• What to work on: How many lines of the data below contain the string "engine"? Reply with the number alone.

• Excerpted records:
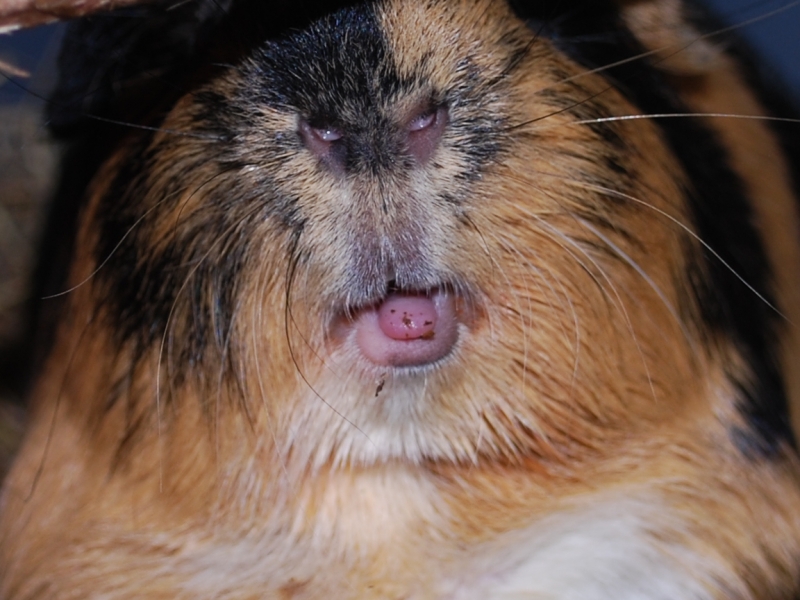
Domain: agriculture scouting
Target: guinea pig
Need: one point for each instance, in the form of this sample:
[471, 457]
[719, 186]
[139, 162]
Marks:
[403, 299]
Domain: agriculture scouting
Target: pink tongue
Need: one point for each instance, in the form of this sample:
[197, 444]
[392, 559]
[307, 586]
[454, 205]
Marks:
[407, 330]
[403, 317]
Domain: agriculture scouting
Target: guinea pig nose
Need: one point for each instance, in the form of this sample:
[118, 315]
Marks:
[424, 130]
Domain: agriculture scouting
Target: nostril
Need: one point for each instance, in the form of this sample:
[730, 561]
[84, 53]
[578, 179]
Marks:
[424, 130]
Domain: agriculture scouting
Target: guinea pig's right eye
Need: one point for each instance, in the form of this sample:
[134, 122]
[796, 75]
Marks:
[327, 134]
[322, 140]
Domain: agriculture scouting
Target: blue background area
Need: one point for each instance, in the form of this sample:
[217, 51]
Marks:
[776, 37]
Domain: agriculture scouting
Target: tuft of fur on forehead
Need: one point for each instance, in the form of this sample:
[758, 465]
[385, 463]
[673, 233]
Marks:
[603, 414]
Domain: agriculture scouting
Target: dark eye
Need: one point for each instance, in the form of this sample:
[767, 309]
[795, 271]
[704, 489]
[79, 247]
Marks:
[422, 121]
[425, 130]
[327, 134]
[324, 141]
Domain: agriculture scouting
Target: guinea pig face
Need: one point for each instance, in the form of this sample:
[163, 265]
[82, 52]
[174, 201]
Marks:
[409, 230]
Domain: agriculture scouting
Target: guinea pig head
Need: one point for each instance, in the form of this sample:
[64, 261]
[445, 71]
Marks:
[406, 231]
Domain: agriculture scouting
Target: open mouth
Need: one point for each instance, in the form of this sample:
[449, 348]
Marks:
[406, 328]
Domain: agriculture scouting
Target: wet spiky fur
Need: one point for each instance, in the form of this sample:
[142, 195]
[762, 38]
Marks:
[615, 418]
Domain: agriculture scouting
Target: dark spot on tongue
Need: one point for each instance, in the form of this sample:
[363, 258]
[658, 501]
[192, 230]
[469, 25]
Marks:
[408, 329]
[404, 317]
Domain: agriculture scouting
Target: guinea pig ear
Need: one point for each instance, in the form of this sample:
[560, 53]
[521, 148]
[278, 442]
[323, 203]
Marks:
[666, 28]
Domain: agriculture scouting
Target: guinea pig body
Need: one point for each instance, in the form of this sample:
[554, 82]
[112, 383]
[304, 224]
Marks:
[426, 300]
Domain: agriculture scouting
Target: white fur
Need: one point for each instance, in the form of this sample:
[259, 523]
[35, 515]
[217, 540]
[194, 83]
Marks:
[605, 552]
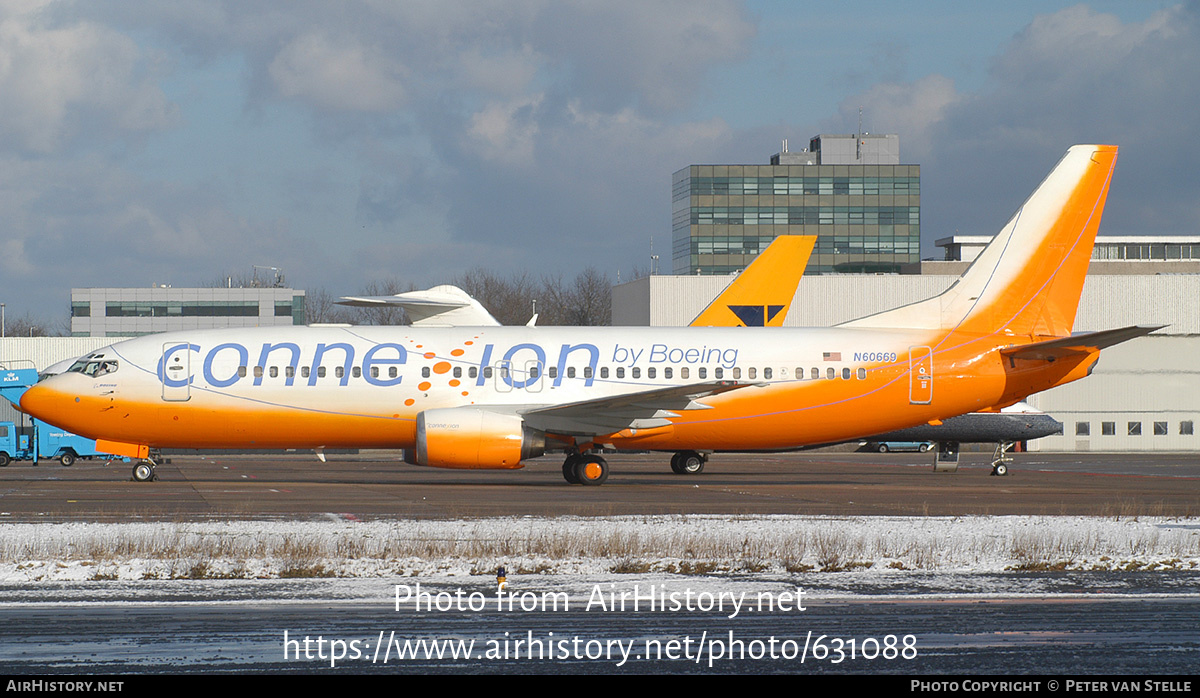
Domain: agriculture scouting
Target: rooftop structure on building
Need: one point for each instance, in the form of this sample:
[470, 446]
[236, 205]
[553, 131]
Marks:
[1111, 254]
[131, 312]
[850, 191]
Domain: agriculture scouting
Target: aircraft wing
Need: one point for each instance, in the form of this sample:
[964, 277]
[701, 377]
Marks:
[642, 410]
[1084, 343]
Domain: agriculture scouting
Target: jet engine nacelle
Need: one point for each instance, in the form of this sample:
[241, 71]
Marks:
[474, 439]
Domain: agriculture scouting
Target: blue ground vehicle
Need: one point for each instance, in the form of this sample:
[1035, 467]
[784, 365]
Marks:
[886, 446]
[42, 441]
[39, 440]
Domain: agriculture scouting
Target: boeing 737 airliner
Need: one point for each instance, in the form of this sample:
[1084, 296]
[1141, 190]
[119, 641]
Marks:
[492, 396]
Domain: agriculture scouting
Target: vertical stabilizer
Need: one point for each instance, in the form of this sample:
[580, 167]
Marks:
[761, 295]
[1029, 278]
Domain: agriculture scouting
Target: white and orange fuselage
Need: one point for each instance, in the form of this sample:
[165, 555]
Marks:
[995, 337]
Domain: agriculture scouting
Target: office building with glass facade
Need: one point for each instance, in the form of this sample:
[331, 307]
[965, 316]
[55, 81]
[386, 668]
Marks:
[850, 191]
[132, 312]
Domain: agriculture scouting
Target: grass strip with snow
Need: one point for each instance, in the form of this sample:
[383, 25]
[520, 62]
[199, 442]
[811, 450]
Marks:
[682, 545]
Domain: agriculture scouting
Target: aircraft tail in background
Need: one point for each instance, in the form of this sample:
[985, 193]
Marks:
[1029, 278]
[762, 294]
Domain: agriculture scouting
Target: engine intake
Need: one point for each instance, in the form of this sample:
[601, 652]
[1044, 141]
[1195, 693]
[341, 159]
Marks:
[474, 439]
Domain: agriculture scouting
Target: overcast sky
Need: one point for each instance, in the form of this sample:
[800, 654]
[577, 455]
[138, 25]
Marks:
[147, 142]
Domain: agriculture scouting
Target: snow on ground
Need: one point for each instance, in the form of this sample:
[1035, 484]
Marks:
[699, 546]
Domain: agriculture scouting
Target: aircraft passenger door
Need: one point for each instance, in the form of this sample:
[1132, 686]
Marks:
[921, 375]
[177, 372]
[503, 377]
[533, 375]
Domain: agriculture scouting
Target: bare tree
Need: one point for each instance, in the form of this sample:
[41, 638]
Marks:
[510, 300]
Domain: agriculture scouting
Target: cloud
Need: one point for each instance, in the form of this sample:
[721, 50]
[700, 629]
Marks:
[337, 74]
[73, 79]
[1074, 76]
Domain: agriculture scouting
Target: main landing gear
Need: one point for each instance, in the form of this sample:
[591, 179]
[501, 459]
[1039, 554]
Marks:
[143, 471]
[1000, 459]
[585, 469]
[688, 462]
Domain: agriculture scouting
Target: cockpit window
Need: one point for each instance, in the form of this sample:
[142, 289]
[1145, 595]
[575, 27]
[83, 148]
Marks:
[93, 367]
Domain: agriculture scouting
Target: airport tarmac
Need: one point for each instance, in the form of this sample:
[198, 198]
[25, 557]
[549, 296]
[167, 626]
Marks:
[378, 485]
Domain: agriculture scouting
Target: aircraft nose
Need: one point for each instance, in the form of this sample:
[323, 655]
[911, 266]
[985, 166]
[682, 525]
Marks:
[46, 402]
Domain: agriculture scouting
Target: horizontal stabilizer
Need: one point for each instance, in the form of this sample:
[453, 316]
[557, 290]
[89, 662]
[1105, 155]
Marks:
[439, 306]
[1085, 343]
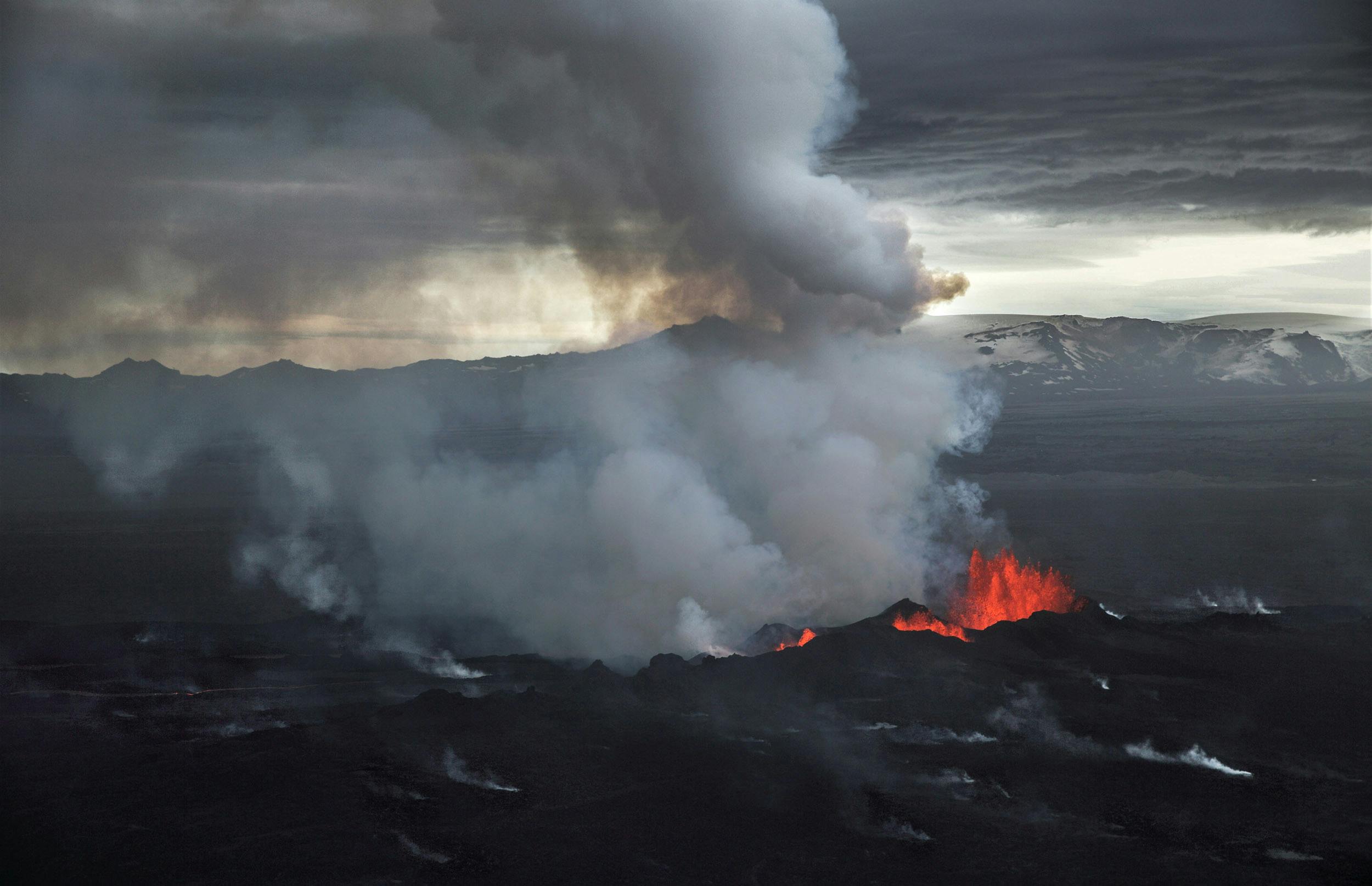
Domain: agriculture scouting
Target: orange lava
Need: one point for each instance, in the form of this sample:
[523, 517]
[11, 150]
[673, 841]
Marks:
[805, 638]
[926, 622]
[1003, 590]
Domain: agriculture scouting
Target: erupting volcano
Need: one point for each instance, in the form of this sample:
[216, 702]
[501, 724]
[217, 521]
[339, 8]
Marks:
[1000, 589]
[1003, 590]
[805, 638]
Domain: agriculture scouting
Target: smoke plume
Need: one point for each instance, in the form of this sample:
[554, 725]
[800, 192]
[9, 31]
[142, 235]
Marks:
[668, 494]
[703, 120]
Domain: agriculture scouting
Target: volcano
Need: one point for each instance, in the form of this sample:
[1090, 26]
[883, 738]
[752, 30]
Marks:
[1000, 589]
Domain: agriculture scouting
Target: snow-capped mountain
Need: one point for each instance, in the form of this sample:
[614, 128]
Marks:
[1071, 353]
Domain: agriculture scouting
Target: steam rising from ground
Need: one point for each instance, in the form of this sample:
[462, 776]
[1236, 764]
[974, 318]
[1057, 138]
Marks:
[456, 770]
[1193, 756]
[674, 497]
[688, 493]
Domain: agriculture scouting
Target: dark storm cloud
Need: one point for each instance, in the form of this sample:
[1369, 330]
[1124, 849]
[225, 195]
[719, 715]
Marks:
[171, 164]
[1080, 110]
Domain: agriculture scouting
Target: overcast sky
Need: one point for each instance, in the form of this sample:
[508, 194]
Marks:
[346, 184]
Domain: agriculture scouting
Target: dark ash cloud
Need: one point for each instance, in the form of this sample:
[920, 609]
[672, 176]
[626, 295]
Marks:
[1075, 110]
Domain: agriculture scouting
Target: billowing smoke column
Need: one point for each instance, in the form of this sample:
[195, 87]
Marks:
[689, 487]
[703, 119]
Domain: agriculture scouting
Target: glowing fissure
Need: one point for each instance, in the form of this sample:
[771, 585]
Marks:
[1000, 589]
[928, 622]
[805, 638]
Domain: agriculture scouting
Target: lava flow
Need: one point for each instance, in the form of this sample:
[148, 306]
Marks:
[1003, 590]
[805, 638]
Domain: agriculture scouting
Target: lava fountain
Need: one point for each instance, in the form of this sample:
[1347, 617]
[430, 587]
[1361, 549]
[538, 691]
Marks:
[1002, 589]
[805, 638]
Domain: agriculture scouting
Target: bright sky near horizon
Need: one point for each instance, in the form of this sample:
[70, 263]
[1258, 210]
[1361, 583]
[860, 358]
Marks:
[368, 184]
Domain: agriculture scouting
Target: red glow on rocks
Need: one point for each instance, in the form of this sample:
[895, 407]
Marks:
[928, 622]
[805, 638]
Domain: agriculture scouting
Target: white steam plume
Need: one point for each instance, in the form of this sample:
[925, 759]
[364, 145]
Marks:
[1193, 756]
[690, 493]
[703, 121]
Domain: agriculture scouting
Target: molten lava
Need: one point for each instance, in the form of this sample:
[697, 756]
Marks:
[805, 638]
[928, 622]
[1003, 590]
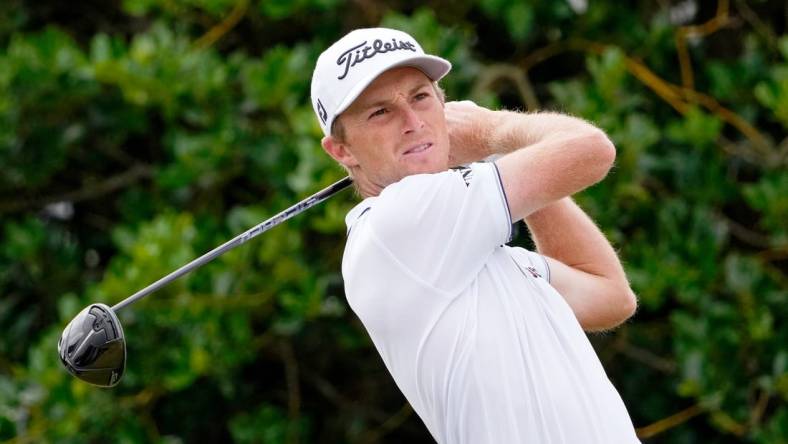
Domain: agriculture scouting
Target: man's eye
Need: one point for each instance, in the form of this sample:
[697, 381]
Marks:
[379, 112]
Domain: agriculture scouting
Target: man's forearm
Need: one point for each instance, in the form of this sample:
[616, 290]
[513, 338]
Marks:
[563, 231]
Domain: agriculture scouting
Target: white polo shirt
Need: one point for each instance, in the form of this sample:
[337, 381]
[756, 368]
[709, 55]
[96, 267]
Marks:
[479, 342]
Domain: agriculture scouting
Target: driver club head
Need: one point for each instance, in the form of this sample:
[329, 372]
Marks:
[93, 348]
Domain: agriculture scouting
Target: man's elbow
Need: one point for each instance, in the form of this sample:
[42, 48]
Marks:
[620, 304]
[604, 152]
[623, 305]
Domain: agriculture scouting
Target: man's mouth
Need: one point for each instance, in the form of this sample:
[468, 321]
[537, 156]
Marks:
[419, 148]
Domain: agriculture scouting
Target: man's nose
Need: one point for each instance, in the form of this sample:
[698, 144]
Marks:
[411, 119]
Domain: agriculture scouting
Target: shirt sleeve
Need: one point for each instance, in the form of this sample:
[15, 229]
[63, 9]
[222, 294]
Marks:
[528, 259]
[442, 227]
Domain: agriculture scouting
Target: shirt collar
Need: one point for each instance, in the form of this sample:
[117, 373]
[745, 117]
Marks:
[355, 213]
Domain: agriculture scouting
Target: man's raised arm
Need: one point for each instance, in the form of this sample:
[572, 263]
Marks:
[547, 157]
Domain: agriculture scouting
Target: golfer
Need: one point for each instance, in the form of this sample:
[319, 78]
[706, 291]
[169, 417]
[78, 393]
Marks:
[486, 341]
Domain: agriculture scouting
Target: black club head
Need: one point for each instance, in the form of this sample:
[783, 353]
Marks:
[93, 348]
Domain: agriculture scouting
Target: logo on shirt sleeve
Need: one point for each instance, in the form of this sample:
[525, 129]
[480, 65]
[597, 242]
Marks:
[467, 174]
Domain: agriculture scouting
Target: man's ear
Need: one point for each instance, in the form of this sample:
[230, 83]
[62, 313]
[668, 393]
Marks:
[339, 151]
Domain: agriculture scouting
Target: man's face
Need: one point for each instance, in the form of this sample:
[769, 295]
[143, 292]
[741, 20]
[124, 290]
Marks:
[395, 128]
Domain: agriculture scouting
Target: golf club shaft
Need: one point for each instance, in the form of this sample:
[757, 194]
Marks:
[305, 204]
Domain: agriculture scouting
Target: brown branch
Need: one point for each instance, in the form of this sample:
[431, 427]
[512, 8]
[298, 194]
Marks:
[671, 421]
[87, 192]
[719, 20]
[519, 77]
[760, 27]
[676, 96]
[218, 31]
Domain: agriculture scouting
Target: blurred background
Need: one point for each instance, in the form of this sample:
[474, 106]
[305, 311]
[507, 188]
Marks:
[137, 134]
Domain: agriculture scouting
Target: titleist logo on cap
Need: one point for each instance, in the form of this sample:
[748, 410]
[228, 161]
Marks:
[359, 53]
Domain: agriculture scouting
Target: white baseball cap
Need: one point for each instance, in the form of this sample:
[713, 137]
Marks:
[348, 66]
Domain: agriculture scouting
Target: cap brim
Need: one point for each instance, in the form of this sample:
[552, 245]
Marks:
[433, 67]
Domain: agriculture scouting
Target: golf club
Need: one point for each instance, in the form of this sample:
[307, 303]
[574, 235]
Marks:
[93, 347]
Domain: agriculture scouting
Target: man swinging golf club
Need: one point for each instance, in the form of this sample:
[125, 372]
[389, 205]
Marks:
[485, 341]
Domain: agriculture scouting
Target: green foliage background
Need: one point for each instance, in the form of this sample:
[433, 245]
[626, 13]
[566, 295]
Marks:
[137, 134]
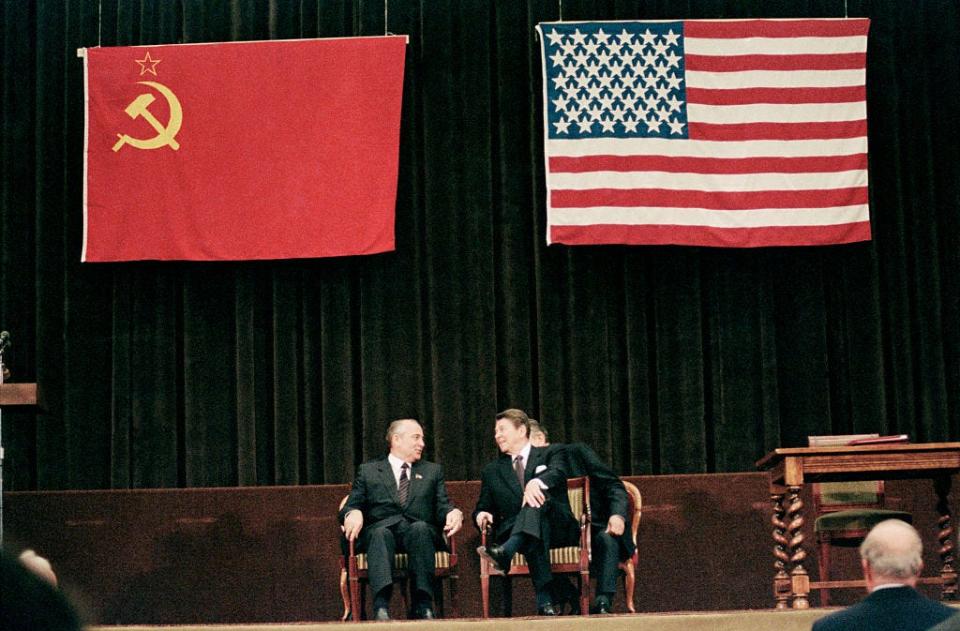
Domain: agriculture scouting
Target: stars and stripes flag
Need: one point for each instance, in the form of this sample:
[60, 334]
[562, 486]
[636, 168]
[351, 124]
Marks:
[730, 133]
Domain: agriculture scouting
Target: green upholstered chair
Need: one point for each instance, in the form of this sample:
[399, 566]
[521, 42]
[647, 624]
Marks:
[568, 560]
[354, 576]
[845, 513]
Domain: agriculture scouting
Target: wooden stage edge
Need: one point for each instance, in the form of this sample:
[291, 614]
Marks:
[751, 620]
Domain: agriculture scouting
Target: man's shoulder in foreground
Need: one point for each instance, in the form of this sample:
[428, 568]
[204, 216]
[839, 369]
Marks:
[896, 608]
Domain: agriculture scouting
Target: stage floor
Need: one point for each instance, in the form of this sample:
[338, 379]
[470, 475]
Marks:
[753, 620]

• Answer: 2